● **REQUIRED WORK**:
Write out every line of the records below again, leaving out the pictures. Multiply each bounding box coordinate in the answers by 1.25 and round it to a whole number, with halves rounded up, but keep all other numbers unchanged.

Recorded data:

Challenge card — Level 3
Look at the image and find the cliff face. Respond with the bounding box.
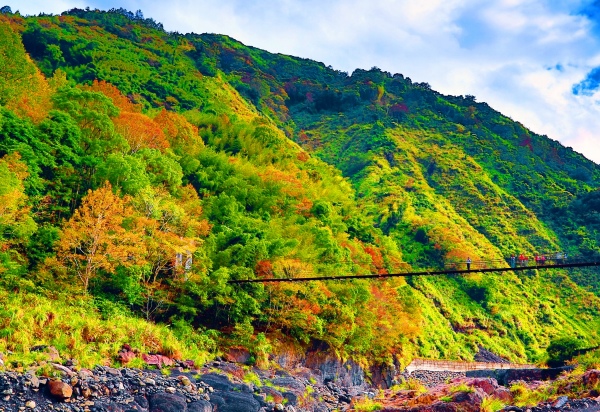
[0,6,600,368]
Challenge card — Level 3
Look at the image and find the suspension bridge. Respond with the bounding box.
[227,255,600,284]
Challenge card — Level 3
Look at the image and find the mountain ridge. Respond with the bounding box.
[0,9,600,374]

● **PROBLEM SOLUTION**:
Challenge card — Level 3
Look at the image and find the cliff face. Respond with the bounding box.
[0,8,750,460]
Challenge card — Level 3
Look at the image and find the suspension bridge. Respond with the bounding box.
[284,319,750,355]
Challenge card — Level 3
Look at the image and find the mountain ridge. Respond with the bounding box.
[0,11,750,468]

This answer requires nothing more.